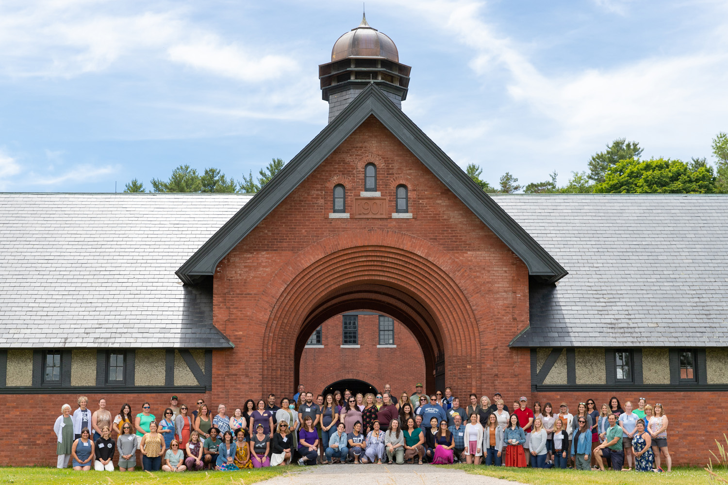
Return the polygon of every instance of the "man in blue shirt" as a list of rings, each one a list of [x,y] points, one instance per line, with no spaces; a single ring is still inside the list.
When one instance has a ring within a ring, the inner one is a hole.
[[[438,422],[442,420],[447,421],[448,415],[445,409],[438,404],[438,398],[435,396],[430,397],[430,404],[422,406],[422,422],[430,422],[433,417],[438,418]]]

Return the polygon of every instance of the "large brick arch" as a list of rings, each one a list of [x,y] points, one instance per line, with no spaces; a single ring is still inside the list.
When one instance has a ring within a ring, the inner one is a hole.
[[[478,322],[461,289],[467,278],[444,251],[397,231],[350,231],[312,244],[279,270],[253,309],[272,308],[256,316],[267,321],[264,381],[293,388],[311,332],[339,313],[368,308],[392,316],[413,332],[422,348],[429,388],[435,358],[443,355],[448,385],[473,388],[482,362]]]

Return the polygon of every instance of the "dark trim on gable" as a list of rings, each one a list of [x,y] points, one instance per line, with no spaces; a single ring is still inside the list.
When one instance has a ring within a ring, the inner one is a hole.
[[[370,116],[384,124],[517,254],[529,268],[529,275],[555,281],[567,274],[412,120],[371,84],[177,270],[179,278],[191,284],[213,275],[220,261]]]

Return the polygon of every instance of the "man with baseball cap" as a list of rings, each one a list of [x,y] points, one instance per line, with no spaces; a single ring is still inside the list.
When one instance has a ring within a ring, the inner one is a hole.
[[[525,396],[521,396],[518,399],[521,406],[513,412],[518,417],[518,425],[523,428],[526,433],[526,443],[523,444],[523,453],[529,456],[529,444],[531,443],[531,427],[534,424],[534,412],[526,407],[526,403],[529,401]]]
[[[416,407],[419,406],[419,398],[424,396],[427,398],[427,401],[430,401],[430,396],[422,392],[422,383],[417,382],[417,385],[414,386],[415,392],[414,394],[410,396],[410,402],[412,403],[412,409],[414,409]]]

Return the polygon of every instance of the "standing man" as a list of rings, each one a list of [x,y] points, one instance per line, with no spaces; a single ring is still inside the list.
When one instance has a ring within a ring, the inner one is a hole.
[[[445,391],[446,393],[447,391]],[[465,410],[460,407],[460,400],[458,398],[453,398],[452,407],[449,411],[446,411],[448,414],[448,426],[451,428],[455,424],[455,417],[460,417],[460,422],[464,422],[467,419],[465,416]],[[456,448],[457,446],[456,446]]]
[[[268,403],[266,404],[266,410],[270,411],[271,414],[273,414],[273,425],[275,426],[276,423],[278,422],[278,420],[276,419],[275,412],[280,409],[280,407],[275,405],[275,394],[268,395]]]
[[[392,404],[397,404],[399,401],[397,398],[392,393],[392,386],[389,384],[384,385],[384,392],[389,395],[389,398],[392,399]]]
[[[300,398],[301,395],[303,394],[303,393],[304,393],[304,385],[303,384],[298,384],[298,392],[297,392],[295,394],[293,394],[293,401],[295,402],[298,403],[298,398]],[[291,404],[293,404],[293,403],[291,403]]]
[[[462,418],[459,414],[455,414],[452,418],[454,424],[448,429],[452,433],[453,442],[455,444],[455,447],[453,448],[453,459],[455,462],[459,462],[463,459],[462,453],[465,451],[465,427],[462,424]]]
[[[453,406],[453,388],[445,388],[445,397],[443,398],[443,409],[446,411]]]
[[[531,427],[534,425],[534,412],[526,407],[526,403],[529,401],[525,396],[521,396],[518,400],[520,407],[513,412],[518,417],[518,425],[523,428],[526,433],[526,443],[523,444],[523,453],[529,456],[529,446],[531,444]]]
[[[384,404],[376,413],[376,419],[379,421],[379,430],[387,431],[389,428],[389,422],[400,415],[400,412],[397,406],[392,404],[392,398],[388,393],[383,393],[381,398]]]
§ §
◆ Given exercise ◆
Report each line of the data above that contains the string "list", copied in full. Case counts.

◆ Result of the exercise ◆
Return the polygon of every instance of the "man in blue shirt" as a list of rings, each one a list of [x,y] points, one instance per line, with no spaces; a single ring is still inside the list.
Return the polygon of every instance of the "large brick arch" as a list of rings, each one a list of [x,y] points, one instance per line, with no spaces; a single ring is still inside the list.
Return the polygon of every instance of the "dark trim on gable" as a list of rings, each one a list of [x,y] points, one instance per line, with no spaces; a single ring is still inside the list.
Return the polygon of every instance of the "man with baseball cap" as a list of rings, each one a list of [x,y] points, one instance per line, with no spaces; a single ring is still inside the list.
Return the polygon of every instance of the "standing man" as a list of rings, each one a list of [x,y] points, one instance per line, with no spaces; a single ring is still inside the list.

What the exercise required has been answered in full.